#### Task requirements
Each line below must be set down exactly as it stands.

#### Working data
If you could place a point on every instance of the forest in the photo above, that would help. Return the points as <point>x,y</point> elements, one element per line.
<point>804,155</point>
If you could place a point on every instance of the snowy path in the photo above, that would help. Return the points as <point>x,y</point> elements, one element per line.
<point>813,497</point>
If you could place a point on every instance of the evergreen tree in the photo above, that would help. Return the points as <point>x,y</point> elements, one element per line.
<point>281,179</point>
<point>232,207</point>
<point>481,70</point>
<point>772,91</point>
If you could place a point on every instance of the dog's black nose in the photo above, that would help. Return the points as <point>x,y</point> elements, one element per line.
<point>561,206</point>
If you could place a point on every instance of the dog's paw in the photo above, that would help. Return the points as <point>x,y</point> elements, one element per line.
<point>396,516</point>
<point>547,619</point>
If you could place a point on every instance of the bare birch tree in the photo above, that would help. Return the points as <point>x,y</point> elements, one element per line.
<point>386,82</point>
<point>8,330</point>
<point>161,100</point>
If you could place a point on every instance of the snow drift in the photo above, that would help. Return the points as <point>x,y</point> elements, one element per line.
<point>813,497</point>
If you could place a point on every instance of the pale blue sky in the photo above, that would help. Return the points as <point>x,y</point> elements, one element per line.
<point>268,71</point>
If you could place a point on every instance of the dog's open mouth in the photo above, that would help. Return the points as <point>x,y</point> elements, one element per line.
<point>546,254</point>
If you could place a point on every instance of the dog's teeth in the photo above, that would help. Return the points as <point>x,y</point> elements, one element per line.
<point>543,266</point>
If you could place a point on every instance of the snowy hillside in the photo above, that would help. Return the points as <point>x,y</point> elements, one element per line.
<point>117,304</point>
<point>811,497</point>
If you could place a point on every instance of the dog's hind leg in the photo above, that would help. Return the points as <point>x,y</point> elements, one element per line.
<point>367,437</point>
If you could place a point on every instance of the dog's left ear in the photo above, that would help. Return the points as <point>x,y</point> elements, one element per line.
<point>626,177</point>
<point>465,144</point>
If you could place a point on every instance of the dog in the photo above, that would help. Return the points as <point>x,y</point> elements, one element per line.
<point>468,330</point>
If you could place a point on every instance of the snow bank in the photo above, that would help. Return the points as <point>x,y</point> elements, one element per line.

#### Your solution
If you could place a point on every instance of the forest in the photo above, that would help. Return the points as <point>x,y</point> elements, one element per line.
<point>804,155</point>
If you could place a point on every instance of the snowy path in the photo above, that would help. Return the points as <point>x,y</point> elements, one element per line.
<point>813,497</point>
If you could place a point on every instance of the evergreen tree in the photo above, that would help. Return the points as <point>x,y</point> elements, one element per line.
<point>281,179</point>
<point>232,207</point>
<point>481,70</point>
<point>772,91</point>
If you could place a point on every instance of the dog's black nose in the photo above, that would help. Return the points as <point>x,y</point> elements, one element per line.
<point>561,206</point>
If you could place a point on every instance of the dog's paw in the photo above, that would help. Return the points as <point>x,y</point> elements, one element per line.
<point>396,516</point>
<point>547,619</point>
If you could place a point on every instance of the bare birch tree in the photo above, that would help. Return the points as <point>x,y</point> elements, one element per line.
<point>386,82</point>
<point>8,330</point>
<point>161,100</point>
If you could place a point on every instance of the snow drift in the photo above, that would help. Return the points as <point>x,y</point> elements, one element per line.
<point>813,497</point>
If you could place a point on every instance of the pale blue sky in the photo above, that would help. Return the points as <point>x,y</point> elements, one element per line.
<point>268,71</point>
If you could place a point on every instance of the dog's open mouth in the photo above, that would help. Return the points as <point>x,y</point> elements, one element per line.
<point>546,254</point>
If you could place a point on every instance of the dog's teeth in the photo above, that would help. Return the points as <point>x,y</point> elements, one element per line.
<point>543,266</point>
If you could place a point on every instance of the snowy hillside in the photo above, that would help. Return the points as <point>x,y</point> elements, one element per line.
<point>117,304</point>
<point>811,497</point>
If you could place a point on every instance of the dog's hind leg in the photo above, that would help. Return the points as <point>x,y</point> elements, one element per line.
<point>367,437</point>
If you could place a point on every instance of the dog's left ear in the photo above, that would help. Return the points as <point>x,y</point> elements, one element per line.
<point>626,177</point>
<point>465,144</point>
If you could place a point on every instance of the dog in the photo above, that would help. Return the points as <point>x,y</point> elements, one element per line.
<point>468,330</point>
If you could place a point on every instance of the snow bank in the photo above, that would help. Return the points as <point>x,y</point> elements, one element per line.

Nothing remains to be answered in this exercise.